### TEXTO EM ESTUDO

Com mente empreendedora, Veronica Oliveira diz que as mulheres e pequenas empresas devem se ajudar. Ela tenta ao máximo comprar produtos e serviços de mulheres. De compra de roupas artesanais aos serviços de pintura de parede, ela diz que sempre contrata mulheres – justamente para ajudar outras empreendedoras a crescer.

Além de estimular o empreendedorismo feminino, Veronica também aproveita para fazer parcerias com empresas que estão começando, assim como a Faxina Boa. Uma delas é a YVY Brasil, uma startup de produtos naturais de limpeza comercializados via assinatura. Enquanto Veronica faz divulgações dos produtos em suas redes, a YVY auxilia a empreendedora com serviços como suporte jurídico. Como ela mesma diz sobre as colaborações, as pequenas empresas devem se apoiar.

No espírito de “uma mão lava a outra”, Veronica planeja expandir o Faxina Boa para auxiliar outras faxineiras a terem boas condições de trabalho. A partir de relatos que ela recebe dessas profissionais, que vão desde falta de contrato empregatício à humilhação no local de trabalho, ela percebeu que ainda há muito a ser feito. Além de ajudar as moças com o conteúdo específico, ela planeja oferecer profissionalização.

######
### MATERIAL FORNECIDO

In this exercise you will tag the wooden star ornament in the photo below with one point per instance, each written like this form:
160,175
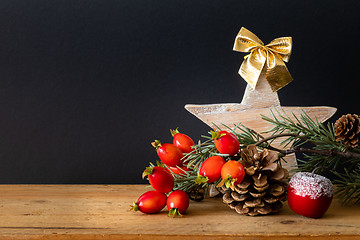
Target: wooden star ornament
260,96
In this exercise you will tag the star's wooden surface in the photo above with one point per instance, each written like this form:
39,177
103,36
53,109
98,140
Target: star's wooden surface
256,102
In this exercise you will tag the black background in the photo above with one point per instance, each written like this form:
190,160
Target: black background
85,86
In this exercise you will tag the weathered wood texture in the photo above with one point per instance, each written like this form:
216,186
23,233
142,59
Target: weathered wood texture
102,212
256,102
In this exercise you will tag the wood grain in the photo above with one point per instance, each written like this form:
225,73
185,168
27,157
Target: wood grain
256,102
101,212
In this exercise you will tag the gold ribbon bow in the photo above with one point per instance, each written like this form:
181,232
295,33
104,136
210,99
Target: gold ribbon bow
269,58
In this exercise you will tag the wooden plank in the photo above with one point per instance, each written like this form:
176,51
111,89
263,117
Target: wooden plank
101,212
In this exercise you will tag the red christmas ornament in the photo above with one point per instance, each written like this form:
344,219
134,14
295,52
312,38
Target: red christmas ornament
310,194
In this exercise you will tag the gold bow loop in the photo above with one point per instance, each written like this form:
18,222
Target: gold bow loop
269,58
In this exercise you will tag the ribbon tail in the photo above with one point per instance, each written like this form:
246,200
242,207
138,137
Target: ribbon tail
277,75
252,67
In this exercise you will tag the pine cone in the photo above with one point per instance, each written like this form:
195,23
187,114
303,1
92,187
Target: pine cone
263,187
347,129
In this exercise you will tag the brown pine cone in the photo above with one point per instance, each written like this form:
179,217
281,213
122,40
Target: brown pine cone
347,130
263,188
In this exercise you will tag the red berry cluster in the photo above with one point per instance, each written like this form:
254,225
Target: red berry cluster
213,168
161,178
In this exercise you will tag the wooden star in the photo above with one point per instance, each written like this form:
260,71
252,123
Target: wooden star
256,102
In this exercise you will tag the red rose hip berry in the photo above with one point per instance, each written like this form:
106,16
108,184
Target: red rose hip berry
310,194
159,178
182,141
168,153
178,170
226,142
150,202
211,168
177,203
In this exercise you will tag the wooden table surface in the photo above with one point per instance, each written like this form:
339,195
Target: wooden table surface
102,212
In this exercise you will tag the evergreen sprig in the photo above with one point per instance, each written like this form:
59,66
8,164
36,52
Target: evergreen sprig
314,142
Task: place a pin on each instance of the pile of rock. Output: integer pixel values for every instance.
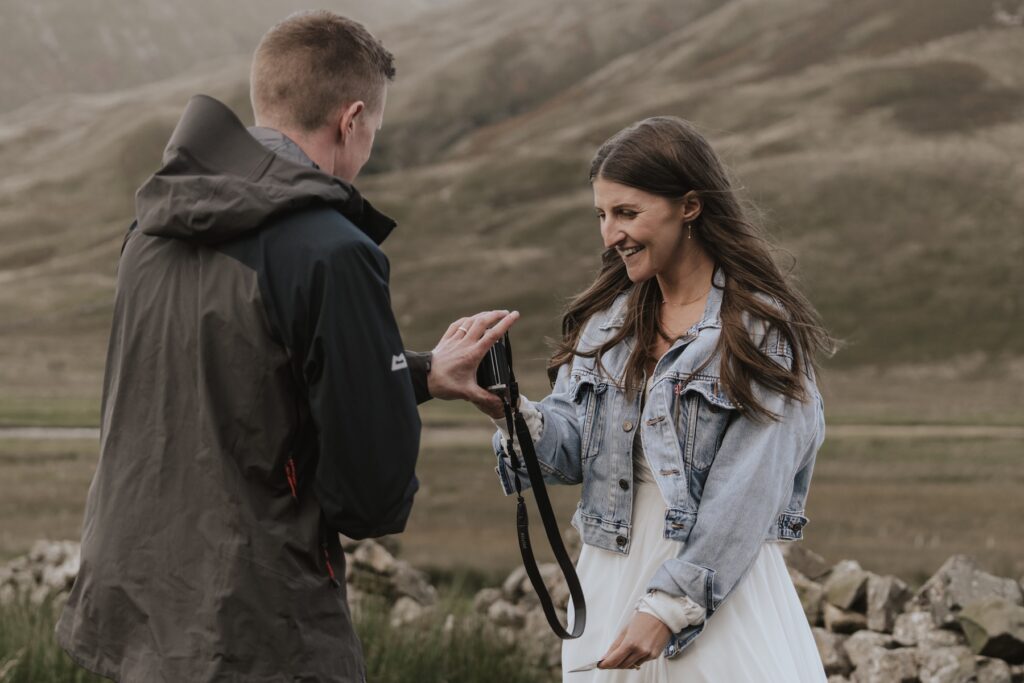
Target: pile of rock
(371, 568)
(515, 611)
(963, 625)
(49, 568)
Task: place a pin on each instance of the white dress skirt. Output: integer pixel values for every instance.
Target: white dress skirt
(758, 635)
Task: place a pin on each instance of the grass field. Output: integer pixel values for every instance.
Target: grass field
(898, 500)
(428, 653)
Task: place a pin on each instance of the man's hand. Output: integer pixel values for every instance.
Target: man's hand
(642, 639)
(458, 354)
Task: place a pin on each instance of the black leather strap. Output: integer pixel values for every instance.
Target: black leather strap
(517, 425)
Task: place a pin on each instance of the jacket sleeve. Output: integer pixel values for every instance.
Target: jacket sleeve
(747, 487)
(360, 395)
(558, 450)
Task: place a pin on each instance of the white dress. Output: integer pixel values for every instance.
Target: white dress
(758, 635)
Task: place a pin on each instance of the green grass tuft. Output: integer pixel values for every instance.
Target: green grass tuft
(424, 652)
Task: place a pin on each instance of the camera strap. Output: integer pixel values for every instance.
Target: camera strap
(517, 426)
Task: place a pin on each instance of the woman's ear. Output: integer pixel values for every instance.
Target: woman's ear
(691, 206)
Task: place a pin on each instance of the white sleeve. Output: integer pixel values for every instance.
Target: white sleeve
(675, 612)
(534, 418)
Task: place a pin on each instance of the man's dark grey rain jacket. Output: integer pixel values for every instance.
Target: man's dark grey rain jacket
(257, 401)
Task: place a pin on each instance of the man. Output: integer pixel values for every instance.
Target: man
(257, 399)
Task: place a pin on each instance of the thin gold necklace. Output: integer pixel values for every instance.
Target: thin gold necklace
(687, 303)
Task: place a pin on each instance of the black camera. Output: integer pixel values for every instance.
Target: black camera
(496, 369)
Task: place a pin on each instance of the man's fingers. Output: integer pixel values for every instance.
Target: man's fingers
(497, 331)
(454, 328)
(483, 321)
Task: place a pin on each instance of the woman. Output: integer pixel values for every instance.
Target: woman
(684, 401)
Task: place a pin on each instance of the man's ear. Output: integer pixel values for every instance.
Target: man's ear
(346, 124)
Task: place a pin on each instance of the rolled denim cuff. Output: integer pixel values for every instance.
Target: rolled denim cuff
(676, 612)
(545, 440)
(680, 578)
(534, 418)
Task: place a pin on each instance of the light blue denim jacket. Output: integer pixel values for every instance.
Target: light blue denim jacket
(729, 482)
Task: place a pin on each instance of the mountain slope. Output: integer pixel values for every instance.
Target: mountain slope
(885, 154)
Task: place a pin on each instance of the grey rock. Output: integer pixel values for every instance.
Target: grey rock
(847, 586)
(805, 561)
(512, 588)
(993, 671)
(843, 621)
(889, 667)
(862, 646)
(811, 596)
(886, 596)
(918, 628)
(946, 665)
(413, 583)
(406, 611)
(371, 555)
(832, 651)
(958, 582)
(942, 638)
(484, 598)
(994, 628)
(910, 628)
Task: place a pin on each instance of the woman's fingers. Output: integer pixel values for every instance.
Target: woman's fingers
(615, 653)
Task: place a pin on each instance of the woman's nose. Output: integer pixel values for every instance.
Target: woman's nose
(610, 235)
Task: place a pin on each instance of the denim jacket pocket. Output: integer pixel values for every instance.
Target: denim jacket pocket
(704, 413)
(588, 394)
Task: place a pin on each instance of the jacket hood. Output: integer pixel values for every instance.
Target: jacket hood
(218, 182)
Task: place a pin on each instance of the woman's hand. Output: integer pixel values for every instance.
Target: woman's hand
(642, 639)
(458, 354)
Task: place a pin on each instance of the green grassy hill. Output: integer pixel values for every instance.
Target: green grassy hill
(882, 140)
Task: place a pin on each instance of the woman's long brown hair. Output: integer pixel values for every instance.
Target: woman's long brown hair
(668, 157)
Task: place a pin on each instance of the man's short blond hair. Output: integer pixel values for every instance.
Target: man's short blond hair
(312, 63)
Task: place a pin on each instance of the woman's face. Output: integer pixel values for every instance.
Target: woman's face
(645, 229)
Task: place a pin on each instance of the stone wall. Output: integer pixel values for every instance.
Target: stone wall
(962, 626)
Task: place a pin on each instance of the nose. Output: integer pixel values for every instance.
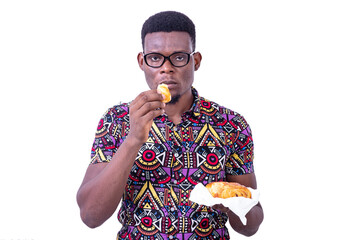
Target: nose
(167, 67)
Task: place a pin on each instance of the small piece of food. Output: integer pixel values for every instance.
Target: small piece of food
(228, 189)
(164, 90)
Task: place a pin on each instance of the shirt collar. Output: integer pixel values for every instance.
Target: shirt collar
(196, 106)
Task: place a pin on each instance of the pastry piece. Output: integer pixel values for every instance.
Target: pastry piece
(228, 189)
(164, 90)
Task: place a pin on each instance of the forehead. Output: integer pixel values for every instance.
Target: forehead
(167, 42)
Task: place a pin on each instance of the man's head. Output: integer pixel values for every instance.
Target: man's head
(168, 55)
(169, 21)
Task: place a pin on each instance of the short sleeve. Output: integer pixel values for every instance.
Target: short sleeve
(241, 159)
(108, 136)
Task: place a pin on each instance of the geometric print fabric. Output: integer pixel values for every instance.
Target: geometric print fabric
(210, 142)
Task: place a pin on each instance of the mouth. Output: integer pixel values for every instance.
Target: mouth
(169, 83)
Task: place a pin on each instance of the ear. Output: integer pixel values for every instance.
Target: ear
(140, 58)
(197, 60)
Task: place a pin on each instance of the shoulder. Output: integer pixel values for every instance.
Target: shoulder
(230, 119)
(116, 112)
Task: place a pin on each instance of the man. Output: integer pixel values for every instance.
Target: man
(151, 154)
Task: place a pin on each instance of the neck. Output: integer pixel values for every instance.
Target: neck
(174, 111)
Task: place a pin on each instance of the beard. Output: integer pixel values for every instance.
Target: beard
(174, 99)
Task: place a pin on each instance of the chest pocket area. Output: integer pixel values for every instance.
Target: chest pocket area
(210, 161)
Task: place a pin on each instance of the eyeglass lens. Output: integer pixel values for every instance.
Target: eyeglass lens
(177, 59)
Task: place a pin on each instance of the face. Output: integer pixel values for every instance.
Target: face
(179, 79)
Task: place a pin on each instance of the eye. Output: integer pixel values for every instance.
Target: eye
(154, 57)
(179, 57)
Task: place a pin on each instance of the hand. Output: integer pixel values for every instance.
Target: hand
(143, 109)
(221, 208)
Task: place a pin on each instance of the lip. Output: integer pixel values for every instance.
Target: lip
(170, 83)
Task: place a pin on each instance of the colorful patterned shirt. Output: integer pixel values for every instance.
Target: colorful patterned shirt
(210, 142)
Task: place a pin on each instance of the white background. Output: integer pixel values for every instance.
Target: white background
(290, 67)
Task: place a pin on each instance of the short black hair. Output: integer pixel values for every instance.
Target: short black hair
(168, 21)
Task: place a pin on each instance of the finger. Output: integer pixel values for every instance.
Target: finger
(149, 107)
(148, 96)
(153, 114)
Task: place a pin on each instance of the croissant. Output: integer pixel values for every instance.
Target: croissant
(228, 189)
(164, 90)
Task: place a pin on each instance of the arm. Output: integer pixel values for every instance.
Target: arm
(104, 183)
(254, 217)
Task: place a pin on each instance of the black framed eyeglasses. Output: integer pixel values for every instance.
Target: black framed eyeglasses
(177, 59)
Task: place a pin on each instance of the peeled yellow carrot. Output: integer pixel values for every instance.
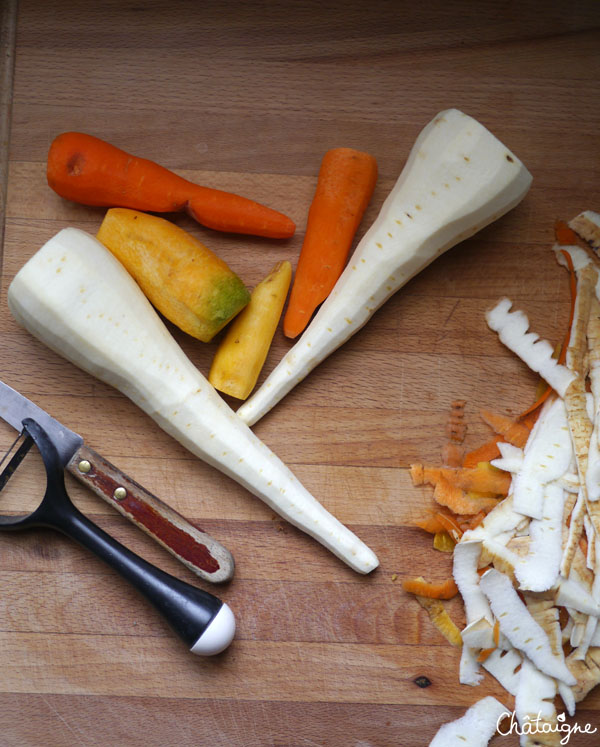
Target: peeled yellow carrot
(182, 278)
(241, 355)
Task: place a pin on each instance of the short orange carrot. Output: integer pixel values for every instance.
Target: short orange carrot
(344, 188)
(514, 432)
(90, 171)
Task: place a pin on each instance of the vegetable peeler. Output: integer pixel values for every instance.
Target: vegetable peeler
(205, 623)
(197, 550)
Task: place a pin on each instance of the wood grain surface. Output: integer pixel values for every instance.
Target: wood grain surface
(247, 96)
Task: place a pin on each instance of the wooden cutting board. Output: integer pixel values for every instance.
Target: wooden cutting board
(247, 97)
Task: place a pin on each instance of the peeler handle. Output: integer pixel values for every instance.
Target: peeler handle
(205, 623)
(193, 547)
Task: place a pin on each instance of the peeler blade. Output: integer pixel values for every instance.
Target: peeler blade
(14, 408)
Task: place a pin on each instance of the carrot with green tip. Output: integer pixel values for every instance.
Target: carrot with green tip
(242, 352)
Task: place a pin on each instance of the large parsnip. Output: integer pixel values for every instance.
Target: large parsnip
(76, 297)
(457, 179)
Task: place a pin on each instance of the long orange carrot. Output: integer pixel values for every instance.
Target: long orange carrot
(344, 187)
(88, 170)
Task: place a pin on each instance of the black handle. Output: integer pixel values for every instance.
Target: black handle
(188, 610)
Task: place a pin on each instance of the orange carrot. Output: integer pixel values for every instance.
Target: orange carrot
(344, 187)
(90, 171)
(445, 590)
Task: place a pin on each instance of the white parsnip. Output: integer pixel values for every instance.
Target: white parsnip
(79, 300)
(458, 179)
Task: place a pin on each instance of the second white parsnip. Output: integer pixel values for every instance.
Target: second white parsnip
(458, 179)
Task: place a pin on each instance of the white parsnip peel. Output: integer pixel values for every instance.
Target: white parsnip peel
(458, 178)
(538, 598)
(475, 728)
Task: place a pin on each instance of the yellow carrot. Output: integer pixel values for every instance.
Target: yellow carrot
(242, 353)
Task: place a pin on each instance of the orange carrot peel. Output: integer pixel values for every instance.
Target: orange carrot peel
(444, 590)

######

• [TAREFA]
Dê continuidade ao texto sobre Veronica Oliveira e o Faxina Boa, a partir da última frase apresentada.

• [RESPOSTA]
“Eu gostaria de estruturar uma forma de juntar essas meninas e fazer um curso que tivesse uma certificação. Aí essa menina aprenderia a cobrar de forma justa e ter um horário certo para que a profissão melhore”, diz a empreendedora.

Aos 38 anos, Veronica tem uma agenda cheia de compromissos, que incluem palestras, produção de conteúdo para as redes do Faxina Boa e faxina. Mas não para por aí. Depois de passar por uma pensão e dividir apartamento com a amiga, hoje Veronica cuida da sua própria casa, em São Paulo, onde vive com os dois filhos, de 10 e 19 anos, e o marido. Ao contrário do passado, sua rotina de trabalho não provoca mais traumas.